# TASK MATERIAL:
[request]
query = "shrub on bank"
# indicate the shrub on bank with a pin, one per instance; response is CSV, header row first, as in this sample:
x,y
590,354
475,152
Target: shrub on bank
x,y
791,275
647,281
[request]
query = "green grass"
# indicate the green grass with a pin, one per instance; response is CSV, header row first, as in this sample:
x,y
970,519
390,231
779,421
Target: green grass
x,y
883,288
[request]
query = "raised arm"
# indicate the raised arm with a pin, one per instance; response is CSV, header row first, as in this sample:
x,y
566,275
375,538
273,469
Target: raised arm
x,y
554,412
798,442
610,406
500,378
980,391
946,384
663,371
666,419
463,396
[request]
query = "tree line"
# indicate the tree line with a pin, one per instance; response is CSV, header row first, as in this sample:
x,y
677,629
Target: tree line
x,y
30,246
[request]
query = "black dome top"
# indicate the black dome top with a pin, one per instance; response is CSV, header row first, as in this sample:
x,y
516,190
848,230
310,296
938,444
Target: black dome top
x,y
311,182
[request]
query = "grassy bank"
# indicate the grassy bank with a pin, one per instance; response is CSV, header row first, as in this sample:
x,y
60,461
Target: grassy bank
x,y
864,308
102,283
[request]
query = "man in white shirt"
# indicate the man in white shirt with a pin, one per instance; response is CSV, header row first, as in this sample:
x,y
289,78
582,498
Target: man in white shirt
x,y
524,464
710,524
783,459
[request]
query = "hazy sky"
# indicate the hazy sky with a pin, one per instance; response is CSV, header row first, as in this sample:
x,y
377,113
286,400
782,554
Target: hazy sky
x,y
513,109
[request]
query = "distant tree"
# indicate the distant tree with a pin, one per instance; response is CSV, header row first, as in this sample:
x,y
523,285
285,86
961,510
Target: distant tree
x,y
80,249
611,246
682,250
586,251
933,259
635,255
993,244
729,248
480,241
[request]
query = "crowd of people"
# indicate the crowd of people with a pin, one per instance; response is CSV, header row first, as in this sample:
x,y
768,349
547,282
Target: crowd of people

# THE EXERCISE:
Print all of the records above verbatim, from the first line to the last.

# THE REPLY:
[request]
query = "shrub on bank"
# indicate the shrub on bank with a pin, one per instance; response is CSV, header row first, as in this sample:
x,y
590,354
475,152
Target: shrub on bank
x,y
791,275
647,281
[request]
query = "green grass"
# indicate the green grass with a pin, one per instance; response is CSV, header row first, as in this sample:
x,y
970,519
390,231
779,421
Target: green grass
x,y
883,288
[request]
query = "raised arm"
# indicate the raised arm with a pin, one per instance; response is CSV, header row first, as in this sample:
x,y
566,275
375,538
273,469
Target: raised arm
x,y
554,412
798,442
610,406
500,378
980,391
946,384
663,371
666,419
463,396
[request]
query = "tree line"
# indicate the tree line with a pin, one per instance; response is CSV, header row first, as in this sample:
x,y
677,629
Target: tree line
x,y
30,246
[request]
query = "black dome top"
# indicate the black dome top with a pin, one per instance; response is CSV, header row first, as in this sample:
x,y
516,190
848,230
310,296
938,444
Target: black dome top
x,y
311,182
[request]
query = "grassy bank"
# indicate the grassy bank with a pin, one per instance; response is CSV, header row first, as in this sample:
x,y
60,461
Target: grassy bank
x,y
864,308
102,283
[request]
query = "man in white shirt"
# indicate the man in white shirt with a pin, one per instance; response is CSV, header row first, as in this sample:
x,y
289,78
582,498
Target: man in white shirt
x,y
524,464
710,524
783,459
[request]
query = "hazy sky"
# indicate the hazy sky with a pin, one per instance; response is CSV, header row first, as in this sample:
x,y
377,113
286,400
782,554
Target: hazy sky
x,y
513,109
[request]
query = "distant tree"
# indicate the distant tree with a pin, one per instance; response is CSV, header row first, as in this sample:
x,y
523,285
285,86
961,510
Target: distant tree
x,y
80,249
611,246
682,250
586,251
933,259
635,255
993,244
729,248
480,241
[request]
query = "crowd of people"
# indicate the crowd of people with a pin, one per instance; response is CSV, header row first, as in this sample:
x,y
768,349
547,282
Target: crowd of people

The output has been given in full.